QUOTED PASSAGE:
*** Block opens ***

- Winnifred Location of Winnifred in County of Forty Mile No. 8 Winnifred Winnifred (Alberta)
- Coordinates: 49°54′16″N 111°12′36″W﻿ / ﻿49.9044°N 111.21°W
- Country: Canada
- Province: Alberta
- Region: Southern Alberta
- Census division: No. 1
- Municipal district: County of Forty Mile No. 8
- First building: 1903
- Settled: 1908
- Hamlet: June 3, 2024

Government
- • Type: Unincorporated
- Time zone: UTC−06:00 (Alberta Time)
- Area code: +1-403

= Winnifred, Alberta =

Winnifred is a hamlet in Alberta, Canada that is under the jurisdiction of the County of Forty Mile No. 8. It is approximately 50 km southwest of the City of Medicine Hat and 14 km east of the Town of Bow Island.

== History ==
Winnifred, originally a whistle stop at Mile 31 on the Dunmore Junction, also known as the Turkey Track, was upgraded to a siding in 1885 named after a daughter of J.R. Whitlaw, one of the charter members of the Turkey Track.

In 1903 the only buildings were the section house where William Savage lived, a dugout for the section hands, and a small two room building that housed the telegraph office. No more than ten people lived in the surroundings.

Four years later in 1907 the Alberta Government opened up the district between Grassy Lake and Winnifred for homesteading.

Settlers from Eastern Canada and the mid-western states flooded the area, taking up almost every quarter section of land for miles, unaware of the drought-ridden nature of the region. With lack of water and wood, settlers relied on wells for water and small coal deposits in the area for heating.

*** Block closes ***

TASKS FOR THIS EXERCISE:
A – Decide whether each statement agrees with the Winnifred article, answering yes or no and quoting the deciding words: (i) Winnifred became a siding in 1885. (ii) More than ten people lived around Winnifred in 1903. (iii) Settlers heated their homes with wood from the area.
B – Pick up the Winnifred article after its last sentence and continue it.
The material after this point is separate from the Winnifred article.

(Records from a dataset)
*** Block opens ***

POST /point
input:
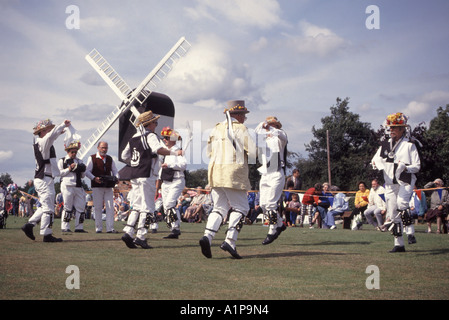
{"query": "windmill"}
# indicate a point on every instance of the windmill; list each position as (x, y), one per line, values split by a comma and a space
(131, 100)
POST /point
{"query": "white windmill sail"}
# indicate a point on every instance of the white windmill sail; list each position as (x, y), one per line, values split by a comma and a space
(129, 97)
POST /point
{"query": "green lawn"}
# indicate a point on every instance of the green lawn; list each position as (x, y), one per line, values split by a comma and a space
(302, 264)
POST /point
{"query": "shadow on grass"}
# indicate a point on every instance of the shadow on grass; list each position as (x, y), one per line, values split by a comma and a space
(336, 243)
(431, 252)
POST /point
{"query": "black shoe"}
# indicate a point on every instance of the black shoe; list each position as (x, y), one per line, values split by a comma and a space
(28, 229)
(142, 243)
(50, 238)
(269, 239)
(280, 229)
(129, 241)
(411, 239)
(205, 247)
(227, 247)
(173, 235)
(398, 249)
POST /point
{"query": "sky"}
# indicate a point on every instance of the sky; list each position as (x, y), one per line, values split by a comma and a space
(286, 58)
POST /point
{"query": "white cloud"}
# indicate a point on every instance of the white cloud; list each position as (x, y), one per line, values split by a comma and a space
(208, 72)
(262, 14)
(315, 40)
(101, 24)
(422, 107)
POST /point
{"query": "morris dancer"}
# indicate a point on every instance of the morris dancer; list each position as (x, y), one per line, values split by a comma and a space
(399, 159)
(272, 174)
(228, 148)
(45, 172)
(173, 181)
(141, 154)
(72, 171)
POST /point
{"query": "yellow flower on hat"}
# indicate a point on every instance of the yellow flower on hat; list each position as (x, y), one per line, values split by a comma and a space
(397, 119)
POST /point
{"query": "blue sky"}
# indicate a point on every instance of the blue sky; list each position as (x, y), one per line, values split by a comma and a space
(287, 58)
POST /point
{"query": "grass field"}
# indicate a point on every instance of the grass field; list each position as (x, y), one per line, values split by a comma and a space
(303, 264)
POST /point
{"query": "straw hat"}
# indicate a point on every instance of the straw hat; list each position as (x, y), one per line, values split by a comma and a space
(167, 132)
(42, 125)
(236, 106)
(397, 120)
(273, 121)
(75, 144)
(146, 118)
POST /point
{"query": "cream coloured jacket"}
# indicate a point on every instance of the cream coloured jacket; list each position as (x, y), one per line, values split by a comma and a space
(228, 159)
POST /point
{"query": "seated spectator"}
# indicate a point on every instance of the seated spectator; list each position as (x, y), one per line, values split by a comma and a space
(121, 214)
(324, 202)
(338, 207)
(308, 205)
(361, 202)
(418, 203)
(183, 202)
(376, 205)
(192, 212)
(439, 204)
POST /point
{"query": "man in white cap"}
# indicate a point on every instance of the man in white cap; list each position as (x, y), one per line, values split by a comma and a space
(230, 148)
(399, 159)
(141, 154)
(273, 156)
(173, 181)
(103, 173)
(72, 171)
(45, 172)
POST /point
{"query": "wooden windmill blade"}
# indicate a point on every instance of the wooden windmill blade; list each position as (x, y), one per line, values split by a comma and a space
(129, 97)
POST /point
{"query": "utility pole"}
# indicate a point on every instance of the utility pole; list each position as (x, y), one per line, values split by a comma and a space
(328, 160)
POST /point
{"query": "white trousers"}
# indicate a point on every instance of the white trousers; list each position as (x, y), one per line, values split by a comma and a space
(144, 192)
(45, 189)
(75, 201)
(377, 213)
(224, 199)
(398, 198)
(103, 197)
(171, 191)
(270, 187)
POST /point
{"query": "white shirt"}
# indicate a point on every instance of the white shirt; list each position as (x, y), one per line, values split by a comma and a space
(276, 141)
(178, 163)
(44, 145)
(90, 165)
(154, 143)
(68, 177)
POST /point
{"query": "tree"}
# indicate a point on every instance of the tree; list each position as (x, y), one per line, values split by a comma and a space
(352, 144)
(435, 147)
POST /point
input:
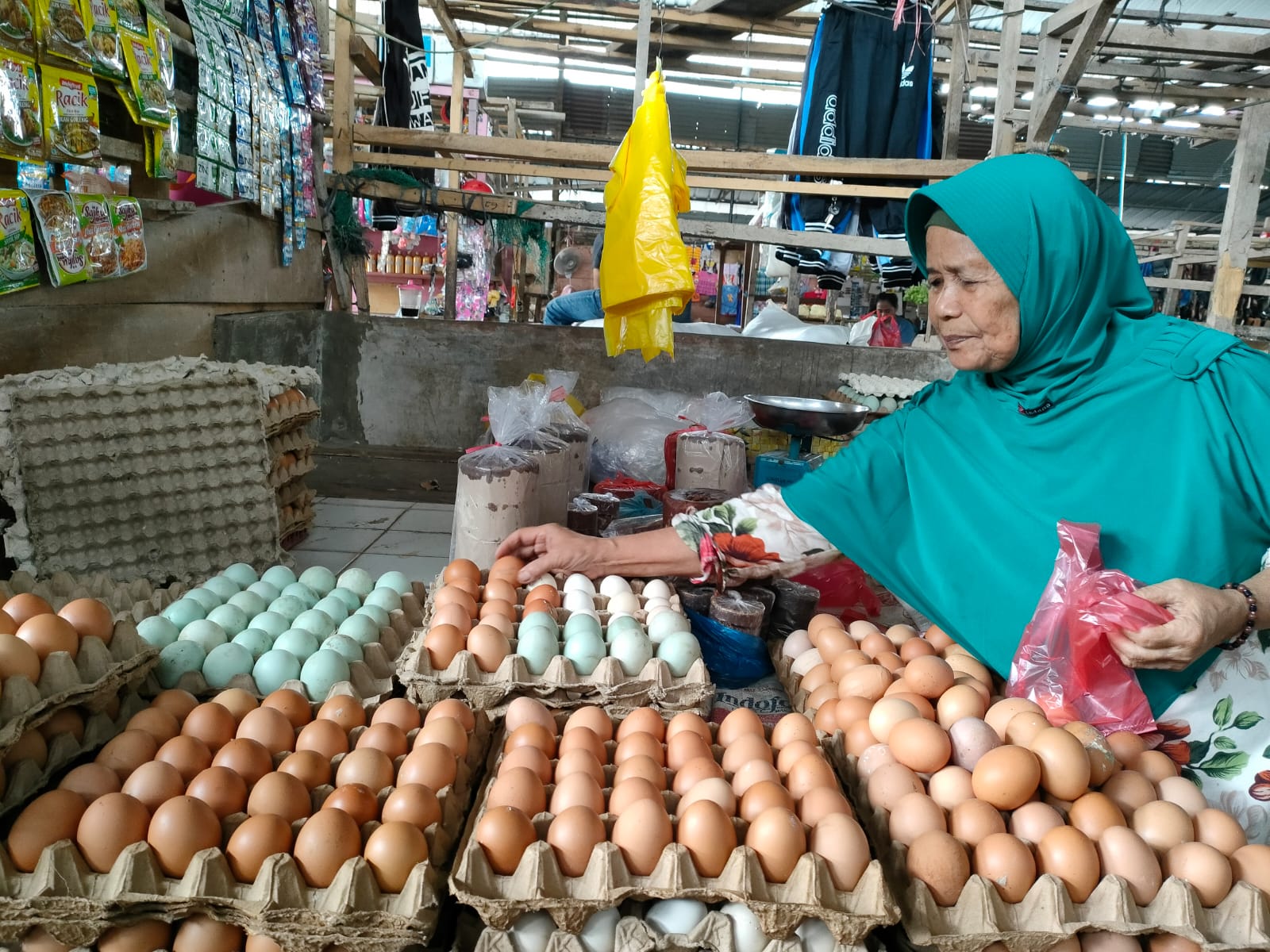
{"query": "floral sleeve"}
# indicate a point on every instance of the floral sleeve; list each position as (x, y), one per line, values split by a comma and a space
(752, 536)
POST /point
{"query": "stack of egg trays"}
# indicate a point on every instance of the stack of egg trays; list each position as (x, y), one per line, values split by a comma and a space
(351, 912)
(539, 884)
(559, 685)
(370, 679)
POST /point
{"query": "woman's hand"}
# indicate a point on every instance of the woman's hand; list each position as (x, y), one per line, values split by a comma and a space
(1203, 619)
(552, 547)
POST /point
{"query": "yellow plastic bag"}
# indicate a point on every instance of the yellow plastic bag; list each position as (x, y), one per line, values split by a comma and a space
(645, 274)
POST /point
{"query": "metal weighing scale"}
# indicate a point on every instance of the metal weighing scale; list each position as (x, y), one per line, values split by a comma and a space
(804, 420)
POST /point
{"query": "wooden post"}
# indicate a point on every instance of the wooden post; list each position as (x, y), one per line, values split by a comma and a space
(342, 109)
(1241, 215)
(1007, 76)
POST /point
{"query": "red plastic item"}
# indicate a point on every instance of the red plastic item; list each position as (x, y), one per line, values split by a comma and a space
(1064, 662)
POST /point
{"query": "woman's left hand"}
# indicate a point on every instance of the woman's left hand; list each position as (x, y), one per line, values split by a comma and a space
(1203, 619)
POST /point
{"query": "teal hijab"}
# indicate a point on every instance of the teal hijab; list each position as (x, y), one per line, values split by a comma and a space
(1155, 428)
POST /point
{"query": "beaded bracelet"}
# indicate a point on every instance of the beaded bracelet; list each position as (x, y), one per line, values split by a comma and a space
(1237, 641)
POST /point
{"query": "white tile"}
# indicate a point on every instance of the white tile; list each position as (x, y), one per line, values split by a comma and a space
(414, 568)
(427, 545)
(356, 517)
(329, 539)
(432, 520)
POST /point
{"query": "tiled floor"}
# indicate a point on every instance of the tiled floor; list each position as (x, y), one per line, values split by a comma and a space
(379, 536)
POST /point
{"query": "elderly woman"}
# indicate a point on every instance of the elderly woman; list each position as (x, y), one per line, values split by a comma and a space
(1072, 401)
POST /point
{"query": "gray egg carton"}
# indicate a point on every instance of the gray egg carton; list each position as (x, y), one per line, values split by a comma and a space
(141, 471)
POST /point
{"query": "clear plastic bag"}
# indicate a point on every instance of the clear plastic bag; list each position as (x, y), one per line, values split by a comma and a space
(1064, 662)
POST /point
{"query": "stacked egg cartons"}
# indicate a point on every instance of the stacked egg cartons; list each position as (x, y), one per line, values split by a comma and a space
(309, 827)
(997, 827)
(315, 634)
(556, 640)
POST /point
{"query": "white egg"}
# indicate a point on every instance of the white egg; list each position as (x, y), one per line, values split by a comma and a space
(613, 584)
(657, 589)
(579, 583)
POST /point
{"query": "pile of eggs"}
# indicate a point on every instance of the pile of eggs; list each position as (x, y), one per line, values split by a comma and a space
(978, 785)
(254, 780)
(662, 782)
(275, 628)
(486, 620)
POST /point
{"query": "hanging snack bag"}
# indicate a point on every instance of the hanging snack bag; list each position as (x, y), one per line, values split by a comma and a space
(18, 25)
(60, 27)
(71, 116)
(60, 236)
(145, 75)
(129, 232)
(97, 232)
(21, 135)
(19, 267)
(103, 37)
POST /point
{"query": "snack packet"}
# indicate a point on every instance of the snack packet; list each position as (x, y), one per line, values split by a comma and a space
(60, 238)
(19, 267)
(71, 116)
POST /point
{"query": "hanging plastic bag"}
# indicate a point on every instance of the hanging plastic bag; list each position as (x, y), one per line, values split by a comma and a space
(645, 274)
(1064, 662)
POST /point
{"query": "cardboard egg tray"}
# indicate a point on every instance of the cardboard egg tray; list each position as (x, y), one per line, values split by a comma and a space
(559, 685)
(539, 882)
(352, 911)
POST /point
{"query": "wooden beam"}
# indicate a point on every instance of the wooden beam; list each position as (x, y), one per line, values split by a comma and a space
(1241, 215)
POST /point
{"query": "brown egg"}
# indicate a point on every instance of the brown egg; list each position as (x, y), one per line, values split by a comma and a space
(283, 795)
(18, 659)
(181, 828)
(1007, 863)
(92, 781)
(309, 767)
(356, 800)
(821, 803)
(48, 634)
(127, 752)
(22, 608)
(413, 804)
(1206, 869)
(387, 738)
(1071, 856)
(90, 619)
(221, 789)
(48, 819)
(154, 784)
(503, 835)
(1006, 776)
(914, 816)
(254, 841)
(111, 823)
(211, 724)
(451, 708)
(973, 820)
(433, 766)
(325, 736)
(533, 758)
(327, 841)
(641, 833)
(518, 787)
(175, 702)
(371, 767)
(187, 754)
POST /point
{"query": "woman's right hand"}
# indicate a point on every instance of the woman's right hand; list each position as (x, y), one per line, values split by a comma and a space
(546, 549)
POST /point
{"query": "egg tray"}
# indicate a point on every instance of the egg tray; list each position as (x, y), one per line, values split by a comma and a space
(1047, 914)
(633, 935)
(279, 903)
(89, 679)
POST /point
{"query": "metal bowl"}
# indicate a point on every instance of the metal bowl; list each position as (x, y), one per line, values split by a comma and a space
(802, 416)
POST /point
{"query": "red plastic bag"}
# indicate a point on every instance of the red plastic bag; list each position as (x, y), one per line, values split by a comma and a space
(1064, 662)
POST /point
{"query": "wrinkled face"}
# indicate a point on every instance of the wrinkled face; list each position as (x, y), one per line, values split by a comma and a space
(971, 306)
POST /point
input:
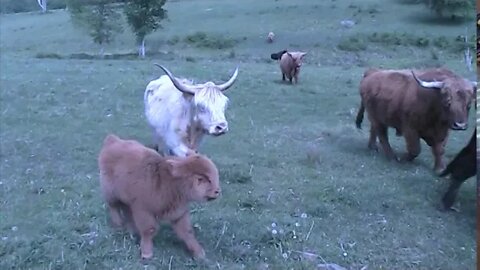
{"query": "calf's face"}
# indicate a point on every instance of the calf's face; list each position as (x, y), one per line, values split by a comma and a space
(201, 176)
(297, 58)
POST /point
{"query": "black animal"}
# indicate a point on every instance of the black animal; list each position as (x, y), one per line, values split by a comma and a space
(462, 167)
(277, 56)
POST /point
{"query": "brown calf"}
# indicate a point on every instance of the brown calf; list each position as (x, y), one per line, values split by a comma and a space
(141, 188)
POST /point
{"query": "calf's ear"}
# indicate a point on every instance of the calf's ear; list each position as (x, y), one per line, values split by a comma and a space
(174, 168)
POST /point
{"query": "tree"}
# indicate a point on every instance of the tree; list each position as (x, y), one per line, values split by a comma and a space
(99, 17)
(43, 5)
(144, 17)
(452, 8)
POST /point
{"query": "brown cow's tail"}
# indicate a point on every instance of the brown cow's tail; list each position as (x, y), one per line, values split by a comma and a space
(370, 71)
(360, 113)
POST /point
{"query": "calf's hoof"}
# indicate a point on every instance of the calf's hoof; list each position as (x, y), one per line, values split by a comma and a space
(373, 147)
(199, 254)
(439, 171)
(147, 255)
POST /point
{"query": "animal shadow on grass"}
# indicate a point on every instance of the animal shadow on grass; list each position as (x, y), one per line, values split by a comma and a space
(357, 145)
(236, 174)
(422, 18)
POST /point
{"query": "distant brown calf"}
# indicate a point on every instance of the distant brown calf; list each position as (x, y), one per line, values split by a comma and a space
(142, 187)
(290, 63)
(462, 167)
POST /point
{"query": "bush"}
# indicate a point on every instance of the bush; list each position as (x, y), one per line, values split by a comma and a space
(452, 8)
(16, 6)
(202, 40)
(352, 44)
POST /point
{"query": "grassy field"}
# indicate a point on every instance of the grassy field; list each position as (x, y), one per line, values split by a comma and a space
(293, 156)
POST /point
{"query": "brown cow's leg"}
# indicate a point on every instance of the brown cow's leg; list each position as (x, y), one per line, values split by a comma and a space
(147, 228)
(438, 150)
(382, 134)
(451, 194)
(412, 141)
(372, 141)
(183, 229)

*** Block closes ***

OUTPUTS IN ORDER:
A –
(i) Yes: "was upgraded to a siding in 1885"
(ii) No: "No more than ten people lived in the surroundings."
(iii) No: "With lack of water and wood, settlers relied on wells for water and small coal deposits in the area for heating."

B –
The first few businesses in Winnifred came in 1908 and the spring of 1909. P.J. Demarce opened a store on the south side of the tracks; William Hickmore imported lumber from Lethbridge for a hotel and eating house; and J.S Fisher, of Whitefish, Montana, opened the Fisher Mercantile.

In 1913, most of the businesses expanded and moved across the tracks, where they joined F.W. Brown's Hardware and Quong Chon's combination laundry and café. The Fritz Sick brewery of Lethbridge built an up-to-date hotel. The site of the Union Bank was diagonally across from the Fisher Mercantile building.

The boom years for Winnifred were 1915-1916, when heavy rains produced bumper crops. It was too good to be true, as in 1918 the Fisher Mercantile went bankrupt and the first of many homesteaders started moving away. The hotel went the same year and was moved to Brooks. The newspaper The Winnifred Record, which started out so bravely to chronicle the development of the community, folded shortly after.

The 1920s were harsh years for the remaining settlers, with drought, clouds of grasshoppers and finally hordes of rabbits who ate everything that looked like grain. More settlers packed up and left, and with the help of the government moved to homesteads in central and Northern Alberta.

By the mid-1930s, dust storms completed the task and farm after farm was abandoned. It took thirty years for the determined homesteaders to appreciated that without irrigation the land was best suited for ranching.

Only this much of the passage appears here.